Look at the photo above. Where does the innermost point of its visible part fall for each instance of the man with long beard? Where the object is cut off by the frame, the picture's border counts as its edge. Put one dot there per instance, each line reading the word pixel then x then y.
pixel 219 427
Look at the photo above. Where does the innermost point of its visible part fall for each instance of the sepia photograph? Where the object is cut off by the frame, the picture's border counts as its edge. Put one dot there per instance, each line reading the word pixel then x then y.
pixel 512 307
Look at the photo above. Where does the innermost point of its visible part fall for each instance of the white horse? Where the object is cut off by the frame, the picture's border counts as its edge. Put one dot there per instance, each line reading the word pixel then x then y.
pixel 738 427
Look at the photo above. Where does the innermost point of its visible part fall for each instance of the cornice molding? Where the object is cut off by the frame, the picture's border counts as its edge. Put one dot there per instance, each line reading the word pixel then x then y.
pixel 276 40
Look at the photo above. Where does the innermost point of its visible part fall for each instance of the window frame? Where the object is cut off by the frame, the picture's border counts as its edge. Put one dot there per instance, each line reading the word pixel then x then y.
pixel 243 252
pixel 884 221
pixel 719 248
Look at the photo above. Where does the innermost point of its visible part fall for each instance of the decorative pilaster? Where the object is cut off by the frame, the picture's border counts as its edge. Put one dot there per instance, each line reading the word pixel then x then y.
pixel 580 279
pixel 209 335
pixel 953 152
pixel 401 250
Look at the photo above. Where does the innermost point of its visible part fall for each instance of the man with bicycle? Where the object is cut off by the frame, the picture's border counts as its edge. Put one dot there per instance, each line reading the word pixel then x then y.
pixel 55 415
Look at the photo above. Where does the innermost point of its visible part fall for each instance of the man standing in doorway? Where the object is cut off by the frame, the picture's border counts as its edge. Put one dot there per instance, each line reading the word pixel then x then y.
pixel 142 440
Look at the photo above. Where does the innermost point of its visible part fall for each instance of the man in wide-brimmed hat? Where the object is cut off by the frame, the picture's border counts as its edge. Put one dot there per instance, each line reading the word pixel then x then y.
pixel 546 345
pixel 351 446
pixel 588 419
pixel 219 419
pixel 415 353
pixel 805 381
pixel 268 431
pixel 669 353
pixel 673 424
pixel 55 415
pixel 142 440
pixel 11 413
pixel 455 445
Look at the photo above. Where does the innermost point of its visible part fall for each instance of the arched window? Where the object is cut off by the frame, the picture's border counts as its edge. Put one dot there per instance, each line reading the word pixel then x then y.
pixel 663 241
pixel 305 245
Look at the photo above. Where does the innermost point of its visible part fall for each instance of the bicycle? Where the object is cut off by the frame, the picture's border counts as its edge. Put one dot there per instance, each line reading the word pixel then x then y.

§

# WHAT YOU ARE ASKED TO DO
Give all of the records again, swapping "innermost point" for "deepest point" wherever it occurs and leaving everything else unchanged.

# RESPONSE TO THE TASK
Look at the photo above. Where does the deepest point of its visible part fall for each instance of the man with long beard? Where the object is cut off by the frame, the picture's border counts as its edge. Put one dot there per instance, each line reading the word pixel then x then y.
pixel 219 427
Look at the photo above. Where does the deepest point of its visible part fall for each instance of the sepia photograph? Where the object is cut off by the frame, the picture's border counts as its edge. Put one dot there per instance, each line reading the word pixel then x then y.
pixel 512 307
Look at the photo above. Where does the deepest point of its visible part fall for each instance of the white horse? Where the object is cut off by the frame, the picture's border counts as its edge. Put one dot there per instance, each line reading the word pixel then x then y.
pixel 738 427
Look at the photo above. Where does the deepest point of its visible part fall for each instance of the cornice molding? Where the object is cut off by the frame, the picture's border counts as its edge. Put one dot there per instance, each line reading the word pixel then x then y.
pixel 276 40
Look at the photo above. Where does the deepest point of its visible part fall for each instance of the window frame? Where the object is cut off by the frame, the picture's border counts as its edge. Put one dot there per instance, each line reading the word pixel then x then y.
pixel 243 252
pixel 884 221
pixel 719 248
Look at the photo above. Where does the deepest point of its visible part fall for each instance of the decorative pilaster? Where the object is cut off by the frame, the picture's border counts as its edge. Put one dot there per instance, each line reading the word pixel then x then y.
pixel 580 279
pixel 209 335
pixel 953 152
pixel 401 250
Look at the photo above. Where does the deepest point of its visible part fall for each instance of the man with bicycle? Where the object is cut off by the frame, the picture's border counts as its edge. Put one dot there per instance, each line reading the word pixel then x then y.
pixel 55 415
Look at the photo above. Where does the deepest point of its visible part fall for each instance of the man standing in doorway? Where the object is cut off by the frame, the picture's border counts as its edge. Put one dot there per instance, each line reading the word pixel then x then y.
pixel 142 440
Look at the photo above. Where does the deepest point of its visible part fall for each instance of the man in wide-brimmed hat? Where the object is cut off by the frame, the picture's border counts as its edge. Put one dot there per instance, each line reading the word pixel then x then y.
pixel 546 345
pixel 351 446
pixel 588 419
pixel 219 419
pixel 415 353
pixel 805 381
pixel 268 431
pixel 669 353
pixel 673 424
pixel 55 415
pixel 142 440
pixel 11 413
pixel 455 445
Look at the photo above. Where does the deepest point of its visible part fall for each instance of the arched window? Where the object is cut off by the frame, the picture's border counts as its edge. Put one dot there per instance, each line reading the word pixel then x then y.
pixel 663 241
pixel 305 245
Look at the photo above. Where does the deepest point of its visible part fall for each instance of the bicycle? Where the object is cut off by the frame, the picture's border counts as its edge. Put one dot there per instance, each line reading the word pixel then x then y.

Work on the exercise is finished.